## Exercise requirements
Word for word, copy out the records given below.

Point localization data:
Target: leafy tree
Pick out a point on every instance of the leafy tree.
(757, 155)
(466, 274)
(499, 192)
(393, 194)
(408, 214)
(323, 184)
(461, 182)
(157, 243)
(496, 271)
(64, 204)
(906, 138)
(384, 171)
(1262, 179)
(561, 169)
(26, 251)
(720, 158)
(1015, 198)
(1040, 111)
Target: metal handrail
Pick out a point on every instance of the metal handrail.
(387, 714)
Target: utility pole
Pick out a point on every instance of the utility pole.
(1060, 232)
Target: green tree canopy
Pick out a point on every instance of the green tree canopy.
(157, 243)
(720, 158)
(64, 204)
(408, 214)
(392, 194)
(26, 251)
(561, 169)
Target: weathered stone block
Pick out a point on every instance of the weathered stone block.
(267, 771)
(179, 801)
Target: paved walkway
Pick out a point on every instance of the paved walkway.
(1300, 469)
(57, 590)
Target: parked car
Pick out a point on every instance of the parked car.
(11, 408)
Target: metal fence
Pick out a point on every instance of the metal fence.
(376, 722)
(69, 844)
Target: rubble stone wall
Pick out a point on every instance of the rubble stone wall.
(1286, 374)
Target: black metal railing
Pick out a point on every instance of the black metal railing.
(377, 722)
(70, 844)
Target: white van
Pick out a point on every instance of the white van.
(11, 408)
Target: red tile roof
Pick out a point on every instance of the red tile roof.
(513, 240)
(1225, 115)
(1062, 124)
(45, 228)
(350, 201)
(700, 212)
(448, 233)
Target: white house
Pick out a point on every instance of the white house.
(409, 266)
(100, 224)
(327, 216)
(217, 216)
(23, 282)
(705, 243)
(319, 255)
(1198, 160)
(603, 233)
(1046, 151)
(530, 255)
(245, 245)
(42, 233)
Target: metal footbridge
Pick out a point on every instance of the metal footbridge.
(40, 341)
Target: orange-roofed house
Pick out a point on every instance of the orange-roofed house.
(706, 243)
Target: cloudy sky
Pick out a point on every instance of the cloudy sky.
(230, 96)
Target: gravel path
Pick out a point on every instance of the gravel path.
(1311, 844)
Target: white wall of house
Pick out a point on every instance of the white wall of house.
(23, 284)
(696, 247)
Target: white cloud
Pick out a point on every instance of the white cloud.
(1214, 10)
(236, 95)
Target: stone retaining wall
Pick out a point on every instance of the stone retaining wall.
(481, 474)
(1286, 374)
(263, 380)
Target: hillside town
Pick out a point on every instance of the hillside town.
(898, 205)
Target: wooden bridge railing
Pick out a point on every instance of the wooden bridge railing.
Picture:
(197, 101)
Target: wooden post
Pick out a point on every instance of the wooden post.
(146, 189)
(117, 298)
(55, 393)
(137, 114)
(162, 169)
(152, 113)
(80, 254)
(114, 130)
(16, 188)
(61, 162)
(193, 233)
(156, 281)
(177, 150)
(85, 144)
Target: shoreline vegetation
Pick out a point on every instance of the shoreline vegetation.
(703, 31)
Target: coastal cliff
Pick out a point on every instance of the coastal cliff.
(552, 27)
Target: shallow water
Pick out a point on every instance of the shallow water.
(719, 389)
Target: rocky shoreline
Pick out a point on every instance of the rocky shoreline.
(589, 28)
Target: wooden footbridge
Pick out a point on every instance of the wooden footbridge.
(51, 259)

## Solution
Target: leafy tree
Pick out a point on every instance of the leafy tree.
(757, 155)
(466, 274)
(499, 192)
(393, 194)
(408, 214)
(323, 184)
(461, 182)
(157, 243)
(496, 271)
(64, 204)
(906, 138)
(384, 171)
(1262, 179)
(561, 169)
(26, 251)
(720, 158)
(1015, 198)
(1040, 111)
Target: metal handrail
Pick out a point on every instance of the metal handrail.
(387, 714)
Target: utility pole
Pick out a point on every instance of the utility pole.
(1060, 232)
Target: green tree canopy
Pick out a point on every instance of the green tree canopy.
(157, 243)
(720, 158)
(64, 204)
(408, 214)
(392, 194)
(26, 251)
(561, 169)
Target: weathered stone block
Pick out a point on every instance of the weathered stone block.
(267, 771)
(179, 801)
Target: paved walkway
Pick out a point on every instance of the paved walkway.
(1300, 469)
(57, 590)
Target: parked car
Pick out a point on every instance of the parked car.
(11, 408)
Target: metal fence
Pick out a point on every instance of the metal fence.
(376, 722)
(69, 844)
Target: rubble stone wall
Pick out a point on every instance of the rubble stone wall.
(1286, 374)
Target: black metal railing
Pick out a point on every instance of the black metal railing.
(377, 722)
(70, 844)
Target: white van
Pick out a point on every instance of the white van.
(11, 408)
Target: red tile roof
Pick out a point on every instance of the red tile roof.
(513, 240)
(1225, 115)
(1062, 124)
(45, 228)
(350, 201)
(700, 212)
(448, 233)
Target: white house
Pick out a point on every instance of the white house.
(409, 266)
(100, 224)
(327, 216)
(217, 216)
(23, 282)
(705, 243)
(319, 255)
(1198, 160)
(603, 233)
(1046, 151)
(530, 255)
(245, 245)
(42, 233)
Target: metal footbridge
Pick out a point on every instance of the metal footbridge.
(40, 341)
Target: orange-roofed house
Pick out a point on every instance of the orange-roofed house.
(706, 243)
Target: cloudy sky
Pick out a point on every instance of the cloudy sky.
(230, 96)
Target: gravel path
Pick out a point on every instance of the gravel path.
(1311, 844)
Target: white wall of house
Pick out a point on every instance of the white wall of house.
(23, 284)
(696, 247)
Target: white cloud
Pick out a point on every instance of the white cloud.
(1214, 10)
(236, 95)
Target: stone retaining wall
Pick out a point on every instance of the stone retaining wall.
(481, 474)
(1286, 374)
(263, 380)
Target: hillside town
Pick out a point on every instance of the hillside town.
(898, 205)
Target: wooden bridge railing
Pick out a point on every instance of the wooden bridge railing.
Picture:
(197, 101)
Target: wooden post
Pick out a point on every instance of the wooden post.
(146, 189)
(117, 298)
(55, 393)
(137, 114)
(162, 169)
(152, 113)
(80, 254)
(114, 130)
(16, 188)
(61, 162)
(193, 233)
(156, 281)
(177, 150)
(85, 144)
Target: shoreline vegetation
Pick out a point on every instance of the shoreline vegetation.
(703, 31)
Target: coastal cliff
Pick out a point on every instance of the coastal cliff.
(552, 27)
Target: shallow water
Pick out a point on every instance of the shallow water.
(719, 389)
Target: rocky shoreline
Pick out a point on every instance of the rocky shoreline.
(589, 28)
Target: wooden footbridge
Pick out a point on every instance of the wooden footbridge.
(51, 259)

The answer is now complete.